--- EXCERPTED TEXT ---

In what areas of the world might microfinance be successful where it is not yet widely used?
The Middle East is an interesting example of a region that has a very low penetration of microfinance—I think only about 2 percent of microfinance loans are made in the Middle East. It’s growing: Jordan has some very successful and fast-growing microcredit programs, as do Egypt and Morocco, so there are countries that are embracing microcredit. Even Saudi Arabia has some microcredit programs that are just starting up. There’s a huge opportunity to provide microcredit loans throughout the Middle East. Targeting them to women is a great idea, [as] it helps in women’s financial empowerment. One of the criticisms about microfinance is that it doesn’t become a driver for employment, and on average, microcredit businesses do employ less than two people. I think that’s missing the point: It does employ all sorts of people as individuals, provides marginal income to those families, and is an important driver of other economic activity, especially as it scales up. When you look at the Middle East, with many stagnant economies across that region, there’s a lot of opportunity to provide more microcredit loans to people in all different countries there.
The UN is holding a conference this week on microfinance. What is likely to come out of that?

--- ENTRIES PROVIDED ---

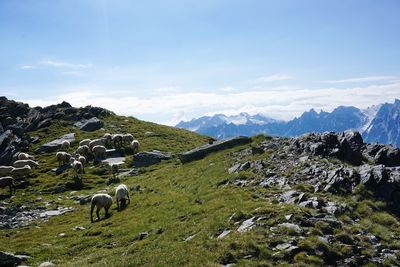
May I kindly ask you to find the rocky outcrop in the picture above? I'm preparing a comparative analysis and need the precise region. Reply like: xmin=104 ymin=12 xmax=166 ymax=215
xmin=133 ymin=151 xmax=172 ymax=167
xmin=0 ymin=97 xmax=113 ymax=160
xmin=0 ymin=251 xmax=30 ymax=267
xmin=179 ymin=136 xmax=251 ymax=163
xmin=74 ymin=117 xmax=104 ymax=132
xmin=35 ymin=133 xmax=75 ymax=153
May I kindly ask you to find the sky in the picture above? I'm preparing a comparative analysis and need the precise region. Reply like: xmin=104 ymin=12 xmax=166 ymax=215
xmin=0 ymin=0 xmax=400 ymax=125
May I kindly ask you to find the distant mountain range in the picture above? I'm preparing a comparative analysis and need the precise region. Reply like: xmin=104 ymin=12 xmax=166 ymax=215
xmin=176 ymin=99 xmax=400 ymax=147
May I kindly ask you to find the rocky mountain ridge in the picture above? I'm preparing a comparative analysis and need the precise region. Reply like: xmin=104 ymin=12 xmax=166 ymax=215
xmin=176 ymin=100 xmax=400 ymax=147
xmin=0 ymin=96 xmax=113 ymax=165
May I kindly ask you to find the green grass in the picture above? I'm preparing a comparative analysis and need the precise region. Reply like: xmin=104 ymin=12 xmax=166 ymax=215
xmin=0 ymin=116 xmax=400 ymax=266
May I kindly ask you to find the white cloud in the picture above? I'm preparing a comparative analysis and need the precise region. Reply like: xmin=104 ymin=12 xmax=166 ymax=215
xmin=220 ymin=86 xmax=238 ymax=92
xmin=326 ymin=76 xmax=398 ymax=84
xmin=17 ymin=83 xmax=400 ymax=125
xmin=255 ymin=74 xmax=293 ymax=83
xmin=40 ymin=60 xmax=93 ymax=69
xmin=21 ymin=65 xmax=35 ymax=70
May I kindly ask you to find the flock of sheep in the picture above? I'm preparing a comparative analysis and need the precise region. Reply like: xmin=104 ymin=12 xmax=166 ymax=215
xmin=0 ymin=133 xmax=139 ymax=222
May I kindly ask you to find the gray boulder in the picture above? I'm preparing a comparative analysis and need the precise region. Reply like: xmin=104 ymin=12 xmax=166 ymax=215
xmin=179 ymin=136 xmax=251 ymax=163
xmin=338 ymin=131 xmax=364 ymax=165
xmin=74 ymin=117 xmax=104 ymax=132
xmin=0 ymin=251 xmax=29 ymax=267
xmin=36 ymin=133 xmax=75 ymax=153
xmin=0 ymin=130 xmax=17 ymax=165
xmin=133 ymin=151 xmax=172 ymax=167
xmin=374 ymin=145 xmax=400 ymax=167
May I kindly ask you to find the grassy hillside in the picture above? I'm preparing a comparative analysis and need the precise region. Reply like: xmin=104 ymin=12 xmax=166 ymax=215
xmin=0 ymin=116 xmax=400 ymax=266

---

**WORK TO DO**
#1 In the microfinance interview, about what share of microfinance loans are made in the Middle East?
#2 Continue the microfinance interview from the point where it stops.

**SOLVED TASKS**
#1 About 2 percent.

#2
It’s easy to be cynical about these summits and say, “Well, nothing comes out of it and there are not tangible results to point to.” The year 2005 was designated the “Year of Microcredit” [by the United Nations] I think five years ago, so there’s been some build-up to this. What you have with the summit going on in New York today is a greater integration of microcredit efforts around the world. You have public-private partnerships going on; you have a lot of microfinance practitioners working with those in the policy sphere to understand what it’s going to take to bring microfinance to the next level; you have a lot of people from the financial industry thinking about microfinance in innovative ways, thinking about opportunities to bring securitization techniques to microfinance so that you can actually leverage more capital for the industry. What you have is a momentum behind microfinance that didn’t exist even a few years ago, from both the public and the private sectors, and a realization that it’s a very powerful development tool if used correctly and implemented in the right way. You also have a commitment to put in place the correct enabling infrastructure to make microfinance successful. We have learned over the years that getting the financial regulatory environment and the legal environment right for microfinance is really important so that you’re not distorting the market in places where microfinance is just taking off. [People are] making sure those rules and regulations are put in place and it’s done effectively so microfinance can flourish and can be successful.